- _EXERCISE BRIEF_
Convert all of the data below into a Markdown table with the columns Number and Line, one numbered row per line and no rows for blank lines. Leave the pictures out.

- _PROVIDED RECORDS_
====

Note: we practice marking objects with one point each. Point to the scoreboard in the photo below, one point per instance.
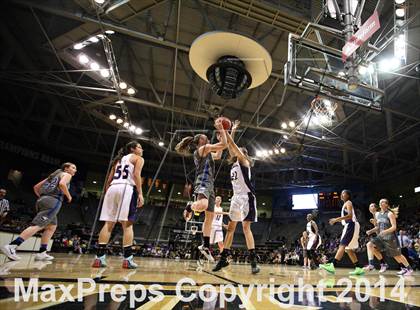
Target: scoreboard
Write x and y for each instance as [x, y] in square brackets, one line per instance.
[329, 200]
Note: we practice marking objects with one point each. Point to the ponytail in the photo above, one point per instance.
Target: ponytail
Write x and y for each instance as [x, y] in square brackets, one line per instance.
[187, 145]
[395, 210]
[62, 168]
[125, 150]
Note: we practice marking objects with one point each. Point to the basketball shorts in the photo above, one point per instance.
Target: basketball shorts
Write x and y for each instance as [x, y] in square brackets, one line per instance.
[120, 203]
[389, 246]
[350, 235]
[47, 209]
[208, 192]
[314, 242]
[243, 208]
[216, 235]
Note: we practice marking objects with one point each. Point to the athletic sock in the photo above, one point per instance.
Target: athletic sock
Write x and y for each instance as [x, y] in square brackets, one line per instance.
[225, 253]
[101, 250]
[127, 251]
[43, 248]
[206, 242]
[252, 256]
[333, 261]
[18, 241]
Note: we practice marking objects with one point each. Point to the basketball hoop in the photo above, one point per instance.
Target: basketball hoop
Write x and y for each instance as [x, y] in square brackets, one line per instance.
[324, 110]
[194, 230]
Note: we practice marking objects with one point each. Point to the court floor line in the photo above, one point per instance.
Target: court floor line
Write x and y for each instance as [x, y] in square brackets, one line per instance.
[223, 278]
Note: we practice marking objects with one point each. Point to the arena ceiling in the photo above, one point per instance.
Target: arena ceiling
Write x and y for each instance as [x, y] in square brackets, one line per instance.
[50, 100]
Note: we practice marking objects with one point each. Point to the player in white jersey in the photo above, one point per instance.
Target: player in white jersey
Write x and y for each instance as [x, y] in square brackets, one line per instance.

====

- _FULL OUTPUT_
| Number | Line |
|---|---|
| 1 | Note: we practice marking objects with one point each. Point to the scoreboard in the photo below, one point per instance. |
| 2 | Target: scoreboard |
| 3 | Write x and y for each instance as [x, y] in square brackets, one line per instance. |
| 4 | [329, 200] |
| 5 | Note: we practice marking objects with one point each. Point to the ponytail in the photo above, one point per instance. |
| 6 | Target: ponytail |
| 7 | Write x and y for each instance as [x, y] in square brackets, one line per instance. |
| 8 | [187, 145] |
| 9 | [395, 210] |
| 10 | [62, 168] |
| 11 | [125, 150] |
| 12 | Note: we practice marking objects with one point each. Point to the basketball shorts in the photo above, one point per instance. |
| 13 | Target: basketball shorts |
| 14 | Write x and y for each instance as [x, y] in square brackets, one line per instance. |
| 15 | [120, 203] |
| 16 | [389, 246] |
| 17 | [350, 235] |
| 18 | [47, 209] |
| 19 | [208, 192] |
| 20 | [314, 242] |
| 21 | [243, 208] |
| 22 | [216, 235] |
| 23 | Note: we practice marking objects with one point each. Point to the athletic sock in the photo above, one point per instance. |
| 24 | Target: athletic sock |
| 25 | Write x and y for each instance as [x, y] in square brackets, one line per instance. |
| 26 | [225, 253] |
| 27 | [101, 250] |
| 28 | [127, 251] |
| 29 | [43, 248] |
| 30 | [206, 242] |
| 31 | [252, 256] |
| 32 | [333, 261] |
| 33 | [18, 241] |
| 34 | Note: we practice marking objects with one point each. Point to the basketball hoop in the photo above, one point per instance. |
| 35 | Target: basketball hoop |
| 36 | Write x and y for each instance as [x, y] in square brackets, one line per instance. |
| 37 | [324, 110] |
| 38 | [194, 230] |
| 39 | Note: we practice marking objects with one point each. Point to the court floor line in the photo above, one point per instance. |
| 40 | Target: court floor line |
| 41 | Write x and y for each instance as [x, y] in square brackets, one line per instance. |
| 42 | [223, 278] |
| 43 | Note: we practice marking objects with one point each. Point to the arena ceiling in the photo above, one point per instance. |
| 44 | Target: arena ceiling |
| 45 | Write x and y for each instance as [x, y] in square brackets, one line per instance. |
| 46 | [50, 100] |
| 47 | Note: we practice marking objects with one point each. Point to the player in white jersey in the photo above, one point per instance. |
| 48 | Target: player in white jersey |
| 49 | Write x and y for each instance as [x, y] in square brackets, one line per instance. |